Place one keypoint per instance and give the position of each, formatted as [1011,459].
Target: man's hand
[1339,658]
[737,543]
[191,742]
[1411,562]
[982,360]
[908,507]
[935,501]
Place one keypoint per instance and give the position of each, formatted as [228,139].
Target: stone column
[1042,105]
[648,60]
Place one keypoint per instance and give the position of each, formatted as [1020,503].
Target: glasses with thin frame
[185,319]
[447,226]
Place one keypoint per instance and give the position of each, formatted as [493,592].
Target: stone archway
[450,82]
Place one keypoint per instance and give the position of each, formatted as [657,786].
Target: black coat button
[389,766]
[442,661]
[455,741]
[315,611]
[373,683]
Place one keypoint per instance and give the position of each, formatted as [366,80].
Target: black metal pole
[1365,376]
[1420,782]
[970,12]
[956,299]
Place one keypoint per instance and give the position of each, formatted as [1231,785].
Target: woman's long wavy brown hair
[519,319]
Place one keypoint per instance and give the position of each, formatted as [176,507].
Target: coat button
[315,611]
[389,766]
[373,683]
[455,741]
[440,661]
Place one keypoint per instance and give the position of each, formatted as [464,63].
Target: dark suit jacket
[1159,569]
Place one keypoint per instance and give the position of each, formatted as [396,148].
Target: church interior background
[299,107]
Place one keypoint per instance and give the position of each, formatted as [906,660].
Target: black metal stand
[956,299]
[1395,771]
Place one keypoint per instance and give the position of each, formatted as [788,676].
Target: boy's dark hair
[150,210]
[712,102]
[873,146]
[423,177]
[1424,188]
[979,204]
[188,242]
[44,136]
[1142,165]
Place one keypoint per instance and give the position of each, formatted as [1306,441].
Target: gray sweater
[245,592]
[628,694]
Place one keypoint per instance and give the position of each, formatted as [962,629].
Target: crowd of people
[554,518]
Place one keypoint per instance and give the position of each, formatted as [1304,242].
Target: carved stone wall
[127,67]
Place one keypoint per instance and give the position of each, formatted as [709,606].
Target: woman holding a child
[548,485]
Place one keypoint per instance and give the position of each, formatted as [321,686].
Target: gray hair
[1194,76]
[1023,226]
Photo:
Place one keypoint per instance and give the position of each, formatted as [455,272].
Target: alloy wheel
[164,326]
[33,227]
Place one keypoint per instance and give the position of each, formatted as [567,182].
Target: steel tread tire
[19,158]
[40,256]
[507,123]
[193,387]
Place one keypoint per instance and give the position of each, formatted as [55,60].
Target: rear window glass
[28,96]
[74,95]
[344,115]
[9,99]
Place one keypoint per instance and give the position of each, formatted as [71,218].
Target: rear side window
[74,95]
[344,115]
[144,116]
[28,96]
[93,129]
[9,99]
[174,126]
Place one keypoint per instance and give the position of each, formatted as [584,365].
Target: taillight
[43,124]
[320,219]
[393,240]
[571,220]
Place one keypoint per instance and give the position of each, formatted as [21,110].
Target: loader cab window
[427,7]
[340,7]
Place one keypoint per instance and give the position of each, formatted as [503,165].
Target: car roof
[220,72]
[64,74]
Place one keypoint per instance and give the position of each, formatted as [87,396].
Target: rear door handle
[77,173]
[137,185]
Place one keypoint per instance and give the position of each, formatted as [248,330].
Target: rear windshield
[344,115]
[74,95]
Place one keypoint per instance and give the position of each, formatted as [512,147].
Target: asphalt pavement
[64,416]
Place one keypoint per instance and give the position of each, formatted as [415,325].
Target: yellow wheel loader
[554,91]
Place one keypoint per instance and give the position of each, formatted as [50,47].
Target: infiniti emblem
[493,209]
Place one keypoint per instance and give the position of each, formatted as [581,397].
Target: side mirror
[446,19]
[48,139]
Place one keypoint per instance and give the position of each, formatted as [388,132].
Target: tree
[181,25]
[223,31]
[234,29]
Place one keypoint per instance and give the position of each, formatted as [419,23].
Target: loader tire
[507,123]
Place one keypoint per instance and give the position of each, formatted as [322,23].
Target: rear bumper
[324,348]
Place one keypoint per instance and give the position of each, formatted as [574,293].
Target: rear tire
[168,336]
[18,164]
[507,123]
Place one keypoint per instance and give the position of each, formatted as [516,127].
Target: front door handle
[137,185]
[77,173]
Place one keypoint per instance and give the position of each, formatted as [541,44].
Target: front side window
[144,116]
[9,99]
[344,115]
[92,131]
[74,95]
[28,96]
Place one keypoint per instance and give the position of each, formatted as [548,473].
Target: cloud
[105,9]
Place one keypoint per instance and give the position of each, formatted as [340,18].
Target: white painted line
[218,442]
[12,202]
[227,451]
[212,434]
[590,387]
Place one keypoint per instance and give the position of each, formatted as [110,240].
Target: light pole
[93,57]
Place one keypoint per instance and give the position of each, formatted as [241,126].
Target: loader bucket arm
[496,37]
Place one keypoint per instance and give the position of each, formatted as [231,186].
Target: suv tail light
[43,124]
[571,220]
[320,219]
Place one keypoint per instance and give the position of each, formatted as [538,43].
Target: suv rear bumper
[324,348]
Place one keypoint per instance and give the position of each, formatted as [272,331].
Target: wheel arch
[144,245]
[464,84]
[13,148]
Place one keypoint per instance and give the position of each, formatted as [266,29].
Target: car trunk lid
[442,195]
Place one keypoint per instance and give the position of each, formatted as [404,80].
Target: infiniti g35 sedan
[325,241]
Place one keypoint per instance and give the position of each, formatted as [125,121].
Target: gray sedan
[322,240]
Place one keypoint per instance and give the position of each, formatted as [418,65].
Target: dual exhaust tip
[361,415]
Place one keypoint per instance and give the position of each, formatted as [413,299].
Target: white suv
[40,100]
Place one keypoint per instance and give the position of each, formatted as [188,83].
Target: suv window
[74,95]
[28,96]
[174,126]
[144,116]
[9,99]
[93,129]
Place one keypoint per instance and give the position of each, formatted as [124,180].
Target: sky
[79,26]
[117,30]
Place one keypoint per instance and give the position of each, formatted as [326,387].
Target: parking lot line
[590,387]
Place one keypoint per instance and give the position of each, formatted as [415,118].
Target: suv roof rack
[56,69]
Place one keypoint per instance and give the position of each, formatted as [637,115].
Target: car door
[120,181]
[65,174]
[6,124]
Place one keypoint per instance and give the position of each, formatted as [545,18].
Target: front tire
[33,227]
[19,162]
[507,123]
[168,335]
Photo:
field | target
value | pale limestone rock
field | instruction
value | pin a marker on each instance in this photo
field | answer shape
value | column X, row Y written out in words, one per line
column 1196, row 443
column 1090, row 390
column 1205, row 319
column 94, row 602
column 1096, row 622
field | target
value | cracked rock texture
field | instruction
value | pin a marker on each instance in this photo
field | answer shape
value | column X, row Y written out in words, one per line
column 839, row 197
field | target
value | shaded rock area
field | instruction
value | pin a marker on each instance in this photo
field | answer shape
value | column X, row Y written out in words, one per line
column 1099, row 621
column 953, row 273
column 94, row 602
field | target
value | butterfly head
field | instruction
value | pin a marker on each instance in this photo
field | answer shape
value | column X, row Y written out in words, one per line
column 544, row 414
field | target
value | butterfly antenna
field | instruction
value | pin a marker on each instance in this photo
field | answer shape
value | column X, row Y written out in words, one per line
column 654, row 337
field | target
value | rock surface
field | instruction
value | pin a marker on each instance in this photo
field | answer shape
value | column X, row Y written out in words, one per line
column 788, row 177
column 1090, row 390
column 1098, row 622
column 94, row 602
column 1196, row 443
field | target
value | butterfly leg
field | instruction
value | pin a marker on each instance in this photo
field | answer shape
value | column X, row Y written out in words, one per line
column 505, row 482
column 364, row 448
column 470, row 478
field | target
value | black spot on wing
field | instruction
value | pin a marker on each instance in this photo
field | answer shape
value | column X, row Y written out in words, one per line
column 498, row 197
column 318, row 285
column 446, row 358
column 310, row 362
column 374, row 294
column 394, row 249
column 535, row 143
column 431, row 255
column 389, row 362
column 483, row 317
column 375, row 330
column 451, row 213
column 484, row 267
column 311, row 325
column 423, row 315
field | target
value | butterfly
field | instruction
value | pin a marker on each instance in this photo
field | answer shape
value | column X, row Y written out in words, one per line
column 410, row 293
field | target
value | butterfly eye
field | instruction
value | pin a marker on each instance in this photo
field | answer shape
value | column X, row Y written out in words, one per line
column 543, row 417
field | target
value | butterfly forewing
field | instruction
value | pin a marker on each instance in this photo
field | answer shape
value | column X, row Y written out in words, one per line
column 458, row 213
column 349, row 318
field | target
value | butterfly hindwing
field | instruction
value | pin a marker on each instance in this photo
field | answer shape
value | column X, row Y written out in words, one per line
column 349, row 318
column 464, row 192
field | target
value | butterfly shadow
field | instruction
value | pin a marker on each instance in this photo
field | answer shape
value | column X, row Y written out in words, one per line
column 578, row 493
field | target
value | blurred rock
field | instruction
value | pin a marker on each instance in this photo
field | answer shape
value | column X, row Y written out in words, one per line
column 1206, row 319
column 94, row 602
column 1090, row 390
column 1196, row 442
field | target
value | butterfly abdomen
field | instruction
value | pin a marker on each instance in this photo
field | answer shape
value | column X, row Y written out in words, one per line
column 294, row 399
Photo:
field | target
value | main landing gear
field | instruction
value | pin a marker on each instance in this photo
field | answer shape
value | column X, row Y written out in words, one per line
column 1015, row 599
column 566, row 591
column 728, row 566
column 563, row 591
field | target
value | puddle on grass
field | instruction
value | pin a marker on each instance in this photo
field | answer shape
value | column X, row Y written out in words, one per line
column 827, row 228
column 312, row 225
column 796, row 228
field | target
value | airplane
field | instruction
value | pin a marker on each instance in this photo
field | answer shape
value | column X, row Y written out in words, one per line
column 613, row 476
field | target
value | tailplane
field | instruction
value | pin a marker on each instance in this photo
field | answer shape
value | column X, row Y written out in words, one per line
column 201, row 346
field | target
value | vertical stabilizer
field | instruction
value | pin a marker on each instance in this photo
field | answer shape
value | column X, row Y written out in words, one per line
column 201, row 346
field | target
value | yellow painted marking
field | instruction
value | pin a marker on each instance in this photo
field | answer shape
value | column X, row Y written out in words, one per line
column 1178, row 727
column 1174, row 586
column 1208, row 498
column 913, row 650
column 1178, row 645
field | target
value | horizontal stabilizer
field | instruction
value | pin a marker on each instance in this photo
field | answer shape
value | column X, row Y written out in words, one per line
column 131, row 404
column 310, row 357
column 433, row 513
┄┄┄┄┄┄┄┄┄┄┄┄┄┄┄┄┄┄┄┄
### Work item
In the entries above, find every line with the word "rock" and list it.

### Reply
value | pale limestone rock
value | cracked rock texture
value | shaded rock area
value | rock surface
value | blurred rock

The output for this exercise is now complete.